# EXERCISE GOAL:
Can you copy everything from the start of the records down to the line holding "box: [305, 0, 386, 27]", renaming "positive clicks" to "foreground clicks" and changing nothing else? Leave the pictures out.

# DATA:

◆ ◆ ◆ ◆

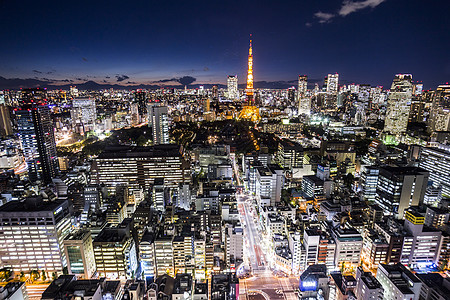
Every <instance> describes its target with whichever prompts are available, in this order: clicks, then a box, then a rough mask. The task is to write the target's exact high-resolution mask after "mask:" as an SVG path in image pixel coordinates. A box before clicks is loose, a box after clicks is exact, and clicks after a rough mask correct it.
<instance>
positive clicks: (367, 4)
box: [305, 0, 386, 27]
mask: <svg viewBox="0 0 450 300" xmlns="http://www.w3.org/2000/svg"><path fill="white" fill-rule="evenodd" d="M385 1H386V0H363V1H353V0H344V1H343V2H342V6H341V8H340V9H339V10H338V11H337V12H336V14H333V13H325V12H322V11H318V12H316V13H315V14H314V18H316V19H318V20H319V23H322V24H323V23H330V22H331V21H332V20H333V18H335V17H336V16H340V17H346V16H348V15H349V14H352V13H354V12H357V11H360V10H362V9H365V8H368V7H370V8H375V7H377V6H378V5H380V4H381V3H383V2H385ZM305 25H306V27H311V26H312V24H311V23H309V22H308V23H306V24H305Z"/></svg>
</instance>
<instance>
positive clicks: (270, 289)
mask: <svg viewBox="0 0 450 300" xmlns="http://www.w3.org/2000/svg"><path fill="white" fill-rule="evenodd" d="M237 201H238V208H239V213H240V215H241V220H242V222H243V224H245V226H244V263H245V264H246V267H248V268H250V269H251V271H252V272H251V273H252V275H253V276H252V277H250V278H247V279H240V281H239V295H240V299H286V300H294V299H297V295H296V294H295V293H294V290H295V289H296V288H297V287H298V277H293V276H292V277H280V278H279V277H277V276H275V275H274V274H273V273H272V270H270V268H269V266H268V265H269V264H268V262H267V260H266V255H265V253H264V251H263V249H262V248H261V245H262V240H261V239H262V237H261V233H260V231H259V229H258V225H257V223H256V222H255V221H256V220H257V218H255V217H254V215H253V213H252V212H253V211H254V209H255V208H253V204H252V203H253V202H252V198H251V196H246V195H237Z"/></svg>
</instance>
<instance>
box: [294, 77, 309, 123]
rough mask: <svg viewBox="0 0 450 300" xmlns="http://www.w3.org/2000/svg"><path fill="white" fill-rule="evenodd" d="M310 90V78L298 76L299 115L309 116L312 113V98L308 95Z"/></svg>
mask: <svg viewBox="0 0 450 300" xmlns="http://www.w3.org/2000/svg"><path fill="white" fill-rule="evenodd" d="M307 90H308V76H306V75H298V92H297V99H298V114H299V115H309V114H310V113H311V97H309V96H307V95H306V92H307Z"/></svg>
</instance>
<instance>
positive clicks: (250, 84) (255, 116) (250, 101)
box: [238, 40, 261, 122]
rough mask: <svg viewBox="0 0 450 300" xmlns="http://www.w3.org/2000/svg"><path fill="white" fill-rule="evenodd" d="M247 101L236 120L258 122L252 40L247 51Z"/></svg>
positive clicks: (258, 119) (258, 109)
mask: <svg viewBox="0 0 450 300" xmlns="http://www.w3.org/2000/svg"><path fill="white" fill-rule="evenodd" d="M245 93H246V95H247V101H246V103H245V105H244V106H243V108H242V111H241V113H240V114H239V117H238V119H240V120H249V121H252V122H259V120H261V117H260V115H259V108H258V107H256V106H255V99H254V89H253V49H252V40H250V47H249V49H248V70H247V88H246V90H245Z"/></svg>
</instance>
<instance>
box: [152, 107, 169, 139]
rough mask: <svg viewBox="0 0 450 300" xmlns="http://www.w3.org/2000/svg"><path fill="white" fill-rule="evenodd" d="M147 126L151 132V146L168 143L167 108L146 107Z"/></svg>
mask: <svg viewBox="0 0 450 300" xmlns="http://www.w3.org/2000/svg"><path fill="white" fill-rule="evenodd" d="M148 126H149V127H152V130H153V145H159V144H168V143H169V110H168V108H167V106H159V105H157V104H151V105H149V106H148Z"/></svg>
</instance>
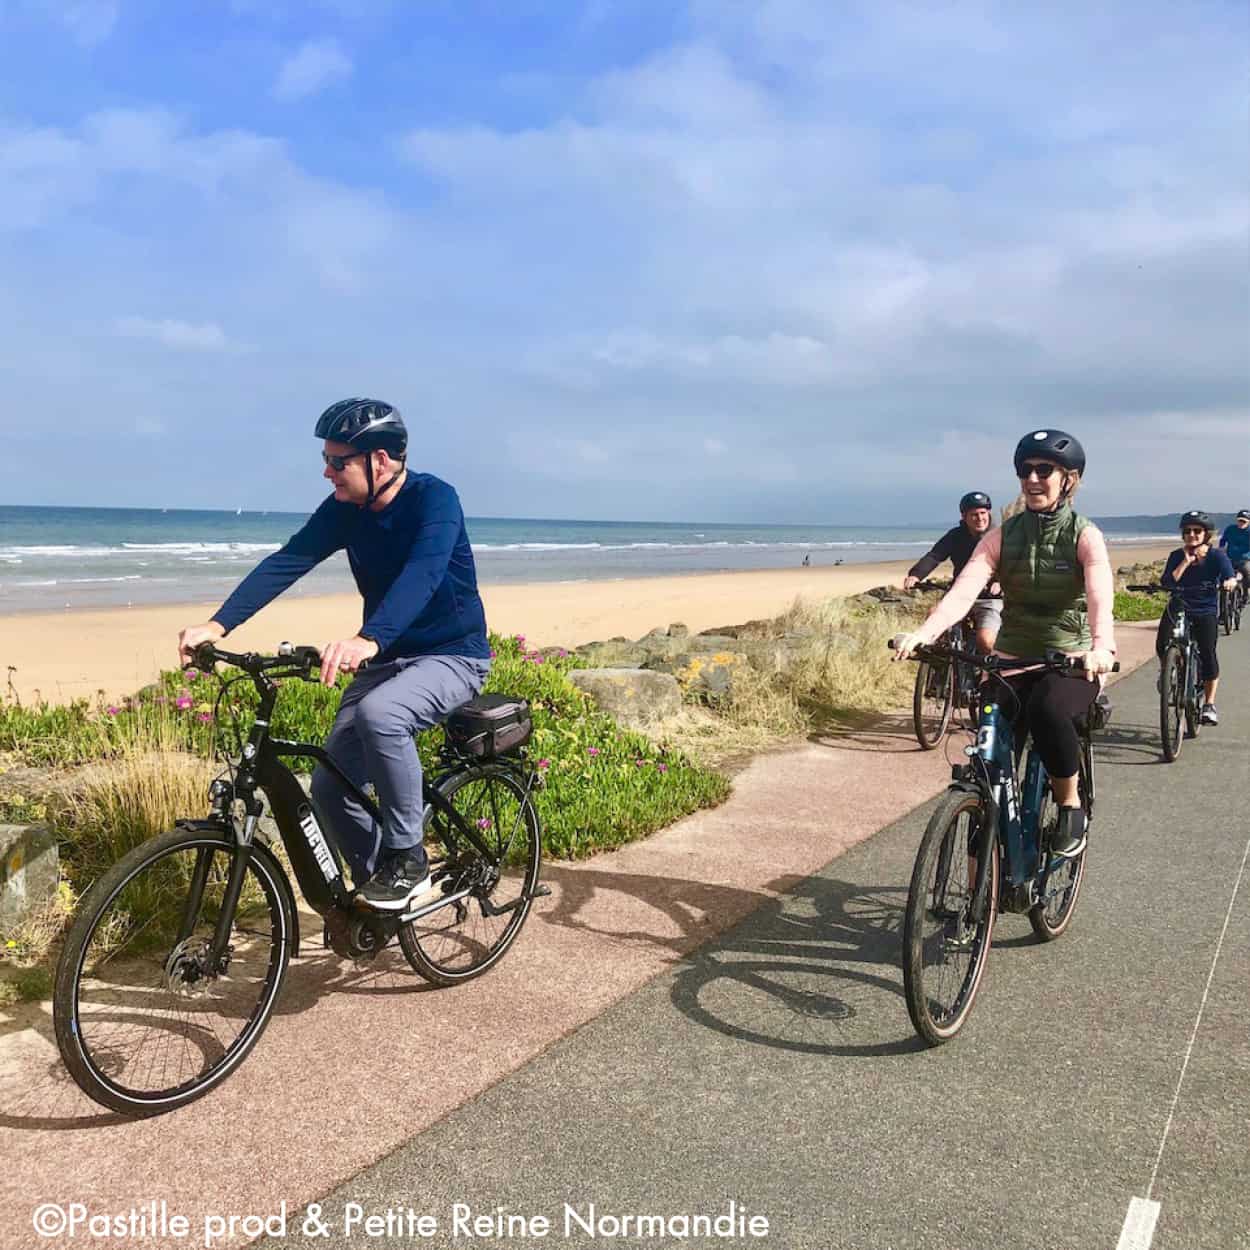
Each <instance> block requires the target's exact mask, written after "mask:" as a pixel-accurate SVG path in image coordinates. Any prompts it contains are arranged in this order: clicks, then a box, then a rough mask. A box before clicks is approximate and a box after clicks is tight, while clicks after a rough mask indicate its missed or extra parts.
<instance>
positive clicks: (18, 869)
mask: <svg viewBox="0 0 1250 1250" xmlns="http://www.w3.org/2000/svg"><path fill="white" fill-rule="evenodd" d="M0 856H2V861H0V926H4V928H9V926H11V925H15V924H17V923H19V921H21V920H22V919H24V918H25V916H26V914H27V913H29V911H30V910H31V909H34V908H37V906H40V905H41V904H44V903H46V901H47V900H49V899H50V898H51V896H53V895H54V894H55V893H56V885H58V883H59V880H60V858H59V856H58V853H56V839H55V838H54V836H53V833H51V830H50V829H47V828H46V826H45V825H0Z"/></svg>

◆ ◆ ◆ ◆

# RESPONSE FOR THIS EXERCISE:
Every <instance> describes its target with whichever prompts are available, in this order: clicks, then a box, then a rough mask. The task is to write the target's exact high-resolution mask after "mask:" as an SVG path in image pixel coordinates. A box before clicks is loose, a box after clicks is exact, and clicks after a rough mask correct it.
<instance>
foreground clicks: (367, 4)
box: [305, 0, 386, 27]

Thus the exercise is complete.